§ **Short task**:
Starting with the line that contains "[ wheelchair wheel ]" and stopping after the line that contains "(4, 30), (75, 109)", give those lines as a JSON list of strings, one string per line with blank lines left out.

§ **Saved data entries**:
***

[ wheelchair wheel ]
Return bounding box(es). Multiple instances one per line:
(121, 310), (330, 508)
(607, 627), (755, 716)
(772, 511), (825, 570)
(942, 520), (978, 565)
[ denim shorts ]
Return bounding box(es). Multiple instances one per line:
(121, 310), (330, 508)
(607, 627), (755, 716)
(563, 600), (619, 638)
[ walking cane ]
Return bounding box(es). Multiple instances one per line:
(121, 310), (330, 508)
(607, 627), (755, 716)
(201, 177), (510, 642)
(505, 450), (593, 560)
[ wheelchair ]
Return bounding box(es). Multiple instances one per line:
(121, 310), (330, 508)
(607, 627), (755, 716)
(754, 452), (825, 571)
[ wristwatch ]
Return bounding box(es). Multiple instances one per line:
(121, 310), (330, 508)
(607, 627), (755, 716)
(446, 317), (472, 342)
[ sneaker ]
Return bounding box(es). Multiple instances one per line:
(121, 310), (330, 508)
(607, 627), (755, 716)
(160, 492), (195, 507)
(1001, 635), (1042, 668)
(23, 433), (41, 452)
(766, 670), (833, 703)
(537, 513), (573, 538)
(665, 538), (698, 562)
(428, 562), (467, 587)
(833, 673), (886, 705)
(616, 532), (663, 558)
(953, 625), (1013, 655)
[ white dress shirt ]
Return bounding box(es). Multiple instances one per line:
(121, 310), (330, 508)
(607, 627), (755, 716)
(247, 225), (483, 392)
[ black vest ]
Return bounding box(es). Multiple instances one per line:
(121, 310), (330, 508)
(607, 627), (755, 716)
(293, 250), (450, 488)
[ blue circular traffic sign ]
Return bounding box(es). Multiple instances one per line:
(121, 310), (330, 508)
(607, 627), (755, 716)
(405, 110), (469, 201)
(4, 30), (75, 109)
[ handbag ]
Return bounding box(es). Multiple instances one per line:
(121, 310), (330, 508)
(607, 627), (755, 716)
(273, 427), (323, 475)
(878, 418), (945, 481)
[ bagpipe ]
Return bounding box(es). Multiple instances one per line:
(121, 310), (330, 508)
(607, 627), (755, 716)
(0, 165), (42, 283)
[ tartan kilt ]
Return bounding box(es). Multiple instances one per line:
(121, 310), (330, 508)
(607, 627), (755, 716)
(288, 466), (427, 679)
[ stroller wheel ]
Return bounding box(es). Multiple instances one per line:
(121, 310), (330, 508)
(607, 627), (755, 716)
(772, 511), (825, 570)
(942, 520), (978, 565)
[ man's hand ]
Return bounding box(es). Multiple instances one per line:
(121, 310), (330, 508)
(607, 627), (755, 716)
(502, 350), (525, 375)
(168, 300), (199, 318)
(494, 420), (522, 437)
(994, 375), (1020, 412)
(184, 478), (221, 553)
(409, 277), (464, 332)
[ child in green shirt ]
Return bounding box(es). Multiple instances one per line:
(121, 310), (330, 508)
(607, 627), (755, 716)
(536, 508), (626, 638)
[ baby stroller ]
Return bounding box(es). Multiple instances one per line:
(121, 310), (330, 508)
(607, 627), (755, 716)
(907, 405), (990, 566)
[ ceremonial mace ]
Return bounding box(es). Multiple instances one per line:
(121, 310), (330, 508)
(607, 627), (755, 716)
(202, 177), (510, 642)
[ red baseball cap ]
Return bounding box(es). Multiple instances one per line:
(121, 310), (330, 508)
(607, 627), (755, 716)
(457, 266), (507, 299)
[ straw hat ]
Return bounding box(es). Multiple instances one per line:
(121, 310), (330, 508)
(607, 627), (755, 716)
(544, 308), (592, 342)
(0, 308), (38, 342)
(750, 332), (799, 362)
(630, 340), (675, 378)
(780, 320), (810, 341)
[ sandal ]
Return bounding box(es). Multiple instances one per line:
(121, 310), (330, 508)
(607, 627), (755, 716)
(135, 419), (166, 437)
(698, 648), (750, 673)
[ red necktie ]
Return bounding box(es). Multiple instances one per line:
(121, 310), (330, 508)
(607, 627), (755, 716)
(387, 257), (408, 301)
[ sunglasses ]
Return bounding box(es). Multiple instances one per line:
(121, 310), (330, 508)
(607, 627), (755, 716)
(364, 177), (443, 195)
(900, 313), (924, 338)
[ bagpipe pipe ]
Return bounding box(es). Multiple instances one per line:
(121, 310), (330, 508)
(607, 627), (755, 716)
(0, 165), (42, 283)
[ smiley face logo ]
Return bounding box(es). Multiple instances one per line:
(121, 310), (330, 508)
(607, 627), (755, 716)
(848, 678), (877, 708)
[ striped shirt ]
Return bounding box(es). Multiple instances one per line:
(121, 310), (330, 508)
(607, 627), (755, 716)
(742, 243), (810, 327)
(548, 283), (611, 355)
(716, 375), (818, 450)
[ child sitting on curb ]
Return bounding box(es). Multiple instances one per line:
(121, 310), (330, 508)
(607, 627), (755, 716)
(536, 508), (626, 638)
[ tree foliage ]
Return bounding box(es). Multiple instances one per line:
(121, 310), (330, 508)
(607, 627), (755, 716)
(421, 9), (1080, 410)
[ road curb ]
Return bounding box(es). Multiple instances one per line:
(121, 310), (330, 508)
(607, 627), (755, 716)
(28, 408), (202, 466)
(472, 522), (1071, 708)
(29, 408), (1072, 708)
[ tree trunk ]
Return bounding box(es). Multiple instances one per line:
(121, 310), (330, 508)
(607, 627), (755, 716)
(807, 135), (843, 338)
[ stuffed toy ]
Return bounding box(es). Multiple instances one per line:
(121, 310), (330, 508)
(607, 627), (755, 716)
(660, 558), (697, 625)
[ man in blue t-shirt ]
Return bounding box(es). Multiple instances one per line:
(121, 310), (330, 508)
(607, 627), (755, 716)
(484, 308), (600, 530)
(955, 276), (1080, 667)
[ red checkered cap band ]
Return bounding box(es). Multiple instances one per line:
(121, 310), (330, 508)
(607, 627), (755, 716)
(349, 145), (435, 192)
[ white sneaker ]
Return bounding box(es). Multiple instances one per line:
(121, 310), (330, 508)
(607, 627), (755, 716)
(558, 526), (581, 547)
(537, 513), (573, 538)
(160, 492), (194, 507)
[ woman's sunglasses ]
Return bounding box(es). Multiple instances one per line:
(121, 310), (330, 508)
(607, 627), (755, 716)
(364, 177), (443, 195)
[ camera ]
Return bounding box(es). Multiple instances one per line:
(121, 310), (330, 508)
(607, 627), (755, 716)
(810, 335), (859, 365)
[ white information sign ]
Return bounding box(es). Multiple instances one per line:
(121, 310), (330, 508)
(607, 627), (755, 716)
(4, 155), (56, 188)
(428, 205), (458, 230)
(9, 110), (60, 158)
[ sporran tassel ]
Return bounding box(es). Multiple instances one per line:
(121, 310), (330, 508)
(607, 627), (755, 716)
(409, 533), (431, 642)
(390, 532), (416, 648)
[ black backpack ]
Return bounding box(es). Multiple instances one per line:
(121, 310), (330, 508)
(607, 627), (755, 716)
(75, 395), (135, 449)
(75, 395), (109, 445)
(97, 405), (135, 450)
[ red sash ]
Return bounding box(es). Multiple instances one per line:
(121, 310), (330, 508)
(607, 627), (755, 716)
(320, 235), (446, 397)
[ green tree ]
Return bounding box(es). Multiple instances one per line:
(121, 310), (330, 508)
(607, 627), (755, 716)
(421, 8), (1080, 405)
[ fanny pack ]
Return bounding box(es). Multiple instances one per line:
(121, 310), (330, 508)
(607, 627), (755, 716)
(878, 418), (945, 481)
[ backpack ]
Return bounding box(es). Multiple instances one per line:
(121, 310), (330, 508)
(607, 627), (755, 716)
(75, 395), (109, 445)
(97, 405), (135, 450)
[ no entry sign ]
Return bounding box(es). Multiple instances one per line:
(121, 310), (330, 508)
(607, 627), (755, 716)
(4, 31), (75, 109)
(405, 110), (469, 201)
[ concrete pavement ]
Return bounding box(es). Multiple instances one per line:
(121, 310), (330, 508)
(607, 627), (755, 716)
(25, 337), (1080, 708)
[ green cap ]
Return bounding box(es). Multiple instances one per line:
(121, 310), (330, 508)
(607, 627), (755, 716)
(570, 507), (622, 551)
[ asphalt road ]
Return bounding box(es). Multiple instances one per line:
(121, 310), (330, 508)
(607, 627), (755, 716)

***

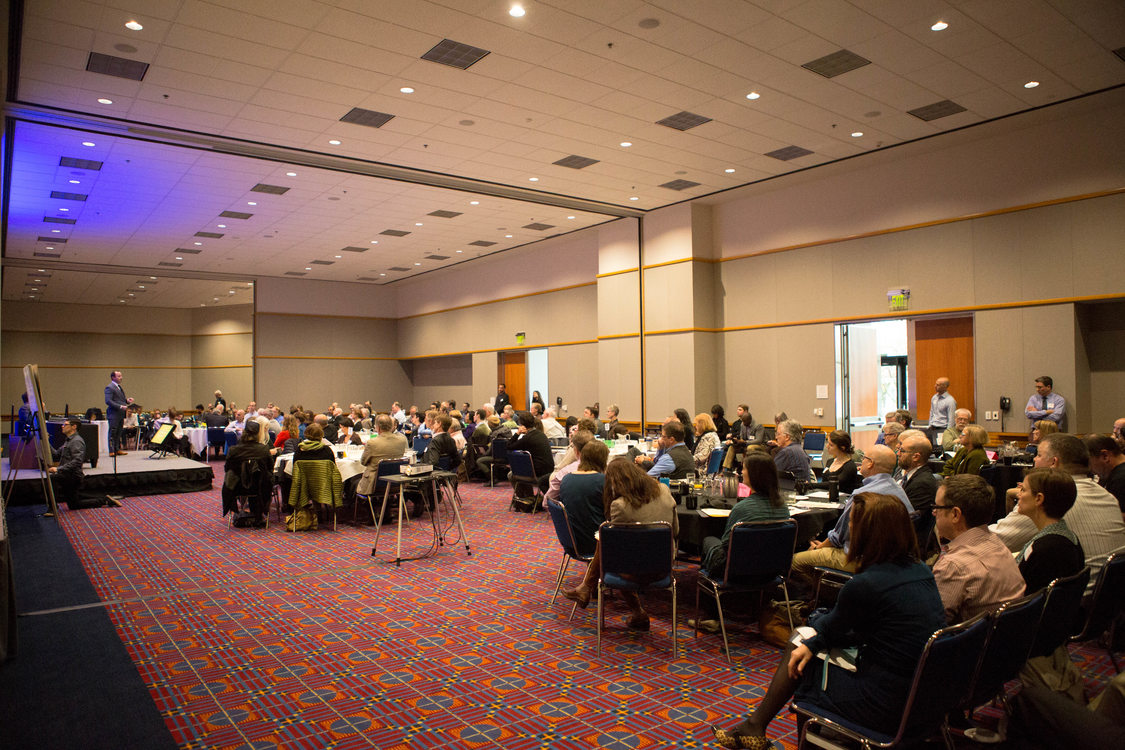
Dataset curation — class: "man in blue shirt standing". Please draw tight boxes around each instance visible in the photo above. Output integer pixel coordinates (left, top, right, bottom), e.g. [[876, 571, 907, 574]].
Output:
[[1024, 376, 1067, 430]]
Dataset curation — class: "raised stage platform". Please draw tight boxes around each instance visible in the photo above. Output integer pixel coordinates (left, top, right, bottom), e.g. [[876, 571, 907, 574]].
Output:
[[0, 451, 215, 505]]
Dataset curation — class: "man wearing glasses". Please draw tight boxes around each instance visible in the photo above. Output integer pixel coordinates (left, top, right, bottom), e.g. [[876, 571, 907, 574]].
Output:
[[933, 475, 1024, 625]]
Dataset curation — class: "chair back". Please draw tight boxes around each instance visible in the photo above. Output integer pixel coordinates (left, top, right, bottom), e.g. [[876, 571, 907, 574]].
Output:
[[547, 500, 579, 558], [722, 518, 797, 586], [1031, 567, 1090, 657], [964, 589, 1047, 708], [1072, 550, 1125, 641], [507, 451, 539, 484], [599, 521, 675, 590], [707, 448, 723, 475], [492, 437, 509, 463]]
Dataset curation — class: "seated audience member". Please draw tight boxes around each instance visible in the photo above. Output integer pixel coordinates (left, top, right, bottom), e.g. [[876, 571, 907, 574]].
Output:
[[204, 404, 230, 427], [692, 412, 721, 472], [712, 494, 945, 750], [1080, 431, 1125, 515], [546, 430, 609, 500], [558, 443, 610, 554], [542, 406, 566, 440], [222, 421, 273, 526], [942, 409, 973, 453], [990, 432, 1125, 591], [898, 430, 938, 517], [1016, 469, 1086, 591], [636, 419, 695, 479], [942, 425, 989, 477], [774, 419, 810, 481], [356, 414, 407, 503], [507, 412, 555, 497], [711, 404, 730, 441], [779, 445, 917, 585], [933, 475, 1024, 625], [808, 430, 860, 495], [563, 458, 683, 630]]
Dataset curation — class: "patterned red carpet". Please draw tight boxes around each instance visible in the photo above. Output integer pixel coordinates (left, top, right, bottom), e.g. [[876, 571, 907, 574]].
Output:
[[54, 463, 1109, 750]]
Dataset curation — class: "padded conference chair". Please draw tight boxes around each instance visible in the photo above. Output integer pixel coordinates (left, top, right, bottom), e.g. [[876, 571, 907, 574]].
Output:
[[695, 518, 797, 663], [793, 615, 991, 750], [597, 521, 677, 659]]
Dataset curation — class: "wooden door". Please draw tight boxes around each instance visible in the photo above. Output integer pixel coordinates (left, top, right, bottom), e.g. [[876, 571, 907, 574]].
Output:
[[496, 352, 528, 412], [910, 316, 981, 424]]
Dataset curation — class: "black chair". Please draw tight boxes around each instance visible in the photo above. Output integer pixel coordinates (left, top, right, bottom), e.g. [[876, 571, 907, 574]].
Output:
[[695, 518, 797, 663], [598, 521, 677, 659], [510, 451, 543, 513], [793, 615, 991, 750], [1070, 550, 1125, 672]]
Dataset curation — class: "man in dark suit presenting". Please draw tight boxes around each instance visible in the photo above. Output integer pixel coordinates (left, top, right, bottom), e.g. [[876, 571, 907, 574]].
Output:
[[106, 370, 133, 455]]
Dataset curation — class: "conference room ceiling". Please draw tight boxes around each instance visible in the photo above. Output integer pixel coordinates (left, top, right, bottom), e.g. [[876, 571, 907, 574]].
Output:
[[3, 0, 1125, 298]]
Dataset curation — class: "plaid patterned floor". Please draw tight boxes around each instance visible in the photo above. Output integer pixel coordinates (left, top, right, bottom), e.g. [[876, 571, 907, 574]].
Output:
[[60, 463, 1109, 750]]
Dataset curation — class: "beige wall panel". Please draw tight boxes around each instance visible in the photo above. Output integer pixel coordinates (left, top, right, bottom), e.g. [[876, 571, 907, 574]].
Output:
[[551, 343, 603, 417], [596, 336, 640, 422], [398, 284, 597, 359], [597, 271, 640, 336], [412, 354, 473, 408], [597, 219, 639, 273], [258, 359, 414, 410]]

***

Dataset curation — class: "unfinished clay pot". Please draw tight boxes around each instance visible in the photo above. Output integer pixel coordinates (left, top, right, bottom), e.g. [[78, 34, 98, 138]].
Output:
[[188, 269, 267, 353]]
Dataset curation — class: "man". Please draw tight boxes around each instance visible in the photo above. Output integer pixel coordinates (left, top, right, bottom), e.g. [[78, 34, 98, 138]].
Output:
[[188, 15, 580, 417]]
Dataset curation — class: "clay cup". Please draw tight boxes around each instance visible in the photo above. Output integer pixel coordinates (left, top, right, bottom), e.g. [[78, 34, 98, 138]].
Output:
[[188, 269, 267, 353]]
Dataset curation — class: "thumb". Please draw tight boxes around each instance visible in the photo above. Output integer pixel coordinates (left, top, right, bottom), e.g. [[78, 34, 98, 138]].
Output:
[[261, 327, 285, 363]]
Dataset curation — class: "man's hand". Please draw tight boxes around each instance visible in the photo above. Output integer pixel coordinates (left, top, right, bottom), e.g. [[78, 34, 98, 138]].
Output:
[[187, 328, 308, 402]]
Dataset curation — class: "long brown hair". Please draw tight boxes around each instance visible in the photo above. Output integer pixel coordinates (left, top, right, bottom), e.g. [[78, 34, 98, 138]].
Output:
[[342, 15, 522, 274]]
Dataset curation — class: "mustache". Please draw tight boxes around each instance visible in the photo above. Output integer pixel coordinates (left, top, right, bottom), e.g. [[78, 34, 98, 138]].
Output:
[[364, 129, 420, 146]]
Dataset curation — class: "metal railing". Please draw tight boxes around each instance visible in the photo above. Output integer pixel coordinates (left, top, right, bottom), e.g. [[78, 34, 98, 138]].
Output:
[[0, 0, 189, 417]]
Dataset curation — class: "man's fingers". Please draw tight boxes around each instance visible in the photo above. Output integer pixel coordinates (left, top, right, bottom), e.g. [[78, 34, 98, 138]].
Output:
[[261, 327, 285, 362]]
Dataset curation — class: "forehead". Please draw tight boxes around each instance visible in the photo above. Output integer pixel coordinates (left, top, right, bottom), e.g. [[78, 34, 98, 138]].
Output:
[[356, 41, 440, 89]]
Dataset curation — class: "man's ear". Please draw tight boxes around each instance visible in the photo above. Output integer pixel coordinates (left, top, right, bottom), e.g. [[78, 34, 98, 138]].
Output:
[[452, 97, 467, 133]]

***

§ **Solution for this task**:
[
  "[ wheelchair wheel ]",
  "Return bounding box(es). Multiple instances one per line:",
  "(121, 310), (330, 508)",
  "(607, 627), (755, 716)",
  "(772, 511), (825, 570)",
  "(942, 520), (978, 565)",
  "[ denim shorts ]",
  "Return bounding box(es). Multiple instances one per line:",
  "(121, 310), (330, 508)",
  "(607, 627), (755, 716)",
  "(563, 600), (619, 638)",
  "[ walking cane ]",
  "Return bounding box(es). Multiple instances one per line:",
  "(121, 310), (330, 508)",
  "(607, 627), (755, 716)",
  "(201, 177), (510, 642)",
  "(505, 450), (593, 560)",
  "[ wheelchair ]",
  "Return bounding box(es). Multiple instances one per line:",
  "(121, 310), (330, 508)",
  "(607, 627), (755, 716)",
  "(754, 452), (825, 571)",
  "[ wristwatch ]",
  "Return bounding box(es). Multiple instances one per line:",
  "(121, 310), (330, 508)",
  "(607, 627), (755, 716)",
  "(446, 317), (472, 342)",
  "[ sneaker ]",
  "Return bounding box(es). Multiple instances one per line:",
  "(121, 310), (330, 508)",
  "(607, 627), (755, 716)",
  "(160, 492), (195, 507)",
  "(1001, 635), (1042, 668)",
  "(23, 433), (41, 452)",
  "(766, 670), (833, 703)",
  "(537, 513), (573, 538)",
  "(665, 538), (698, 562)",
  "(428, 562), (467, 587)",
  "(833, 673), (886, 705)",
  "(616, 532), (663, 558)",
  "(953, 625), (1013, 655)",
  "[ white dress shirt ]",
  "Return bounding box(es). Multiple instances one per line:",
  "(121, 310), (330, 508)",
  "(607, 627), (755, 716)",
  "(247, 225), (483, 392)",
  "[ black vest ]",
  "Return bounding box(es). Multiple instances one per line:",
  "(121, 310), (330, 508)",
  "(607, 627), (755, 716)",
  "(293, 250), (450, 488)",
  "[ blue circular traffic sign ]",
  "Return bounding box(es). Multiple instances one per line:",
  "(121, 310), (330, 508)",
  "(607, 627), (755, 716)",
  "(405, 110), (469, 201)",
  "(4, 30), (75, 109)"
]